__The data__:
## BEGIN

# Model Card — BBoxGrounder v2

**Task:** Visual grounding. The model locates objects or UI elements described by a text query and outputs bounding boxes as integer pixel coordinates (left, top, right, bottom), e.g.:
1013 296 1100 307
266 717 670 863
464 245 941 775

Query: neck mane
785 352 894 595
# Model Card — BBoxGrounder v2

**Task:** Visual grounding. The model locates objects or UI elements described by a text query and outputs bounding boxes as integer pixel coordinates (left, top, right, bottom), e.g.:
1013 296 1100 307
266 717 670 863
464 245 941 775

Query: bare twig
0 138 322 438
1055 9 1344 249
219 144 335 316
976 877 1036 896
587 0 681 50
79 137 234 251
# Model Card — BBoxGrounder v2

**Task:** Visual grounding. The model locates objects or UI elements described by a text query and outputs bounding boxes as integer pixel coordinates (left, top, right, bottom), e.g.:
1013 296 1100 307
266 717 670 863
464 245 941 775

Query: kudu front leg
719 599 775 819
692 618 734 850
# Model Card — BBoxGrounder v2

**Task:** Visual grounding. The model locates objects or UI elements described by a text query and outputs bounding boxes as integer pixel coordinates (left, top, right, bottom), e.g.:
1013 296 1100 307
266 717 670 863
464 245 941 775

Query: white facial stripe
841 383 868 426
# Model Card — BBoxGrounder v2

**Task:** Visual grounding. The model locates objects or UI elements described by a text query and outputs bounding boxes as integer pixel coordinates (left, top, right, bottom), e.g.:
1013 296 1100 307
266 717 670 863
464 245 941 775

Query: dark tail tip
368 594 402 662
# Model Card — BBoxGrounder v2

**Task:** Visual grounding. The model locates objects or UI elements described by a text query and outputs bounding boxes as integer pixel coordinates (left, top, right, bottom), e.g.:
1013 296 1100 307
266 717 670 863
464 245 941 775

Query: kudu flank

## END

__Set exercise__: Render the stretch from the first of the lines above through the line containing "692 618 734 850" as a JSON list of strings, one string per line, with blank lines left out.

__Complete output__:
[
  "# Model Card — BBoxGrounder v2",
  "**Task:** Visual grounding. The model locates objects or UI elements described by a text query and outputs bounding boxes as integer pixel coordinates (left, top, right, bottom), e.g.:",
  "1013 296 1100 307",
  "266 717 670 863",
  "464 245 941 775",
  "Query: neck mane",
  "785 352 894 595",
  "# Model Card — BBoxGrounder v2",
  "**Task:** Visual grounding. The model locates objects or UI elements described by a text query and outputs bounding boxes as integer pixel coordinates (left, top, right, bottom), e.g.:",
  "1013 296 1100 307",
  "266 717 670 863",
  "464 245 941 775",
  "Query: bare twig",
  "0 138 322 438",
  "1055 9 1344 249",
  "219 144 335 316",
  "976 877 1036 896",
  "587 0 681 50",
  "79 137 234 251",
  "# Model Card — BBoxGrounder v2",
  "**Task:** Visual grounding. The model locates objects or UI elements described by a text query and outputs bounding boxes as integer pixel coordinates (left, top, right, bottom), e.g.:",
  "1013 296 1100 307",
  "266 717 670 863",
  "464 245 941 775",
  "Query: kudu front leg",
  "719 599 775 819",
  "692 618 734 850"
]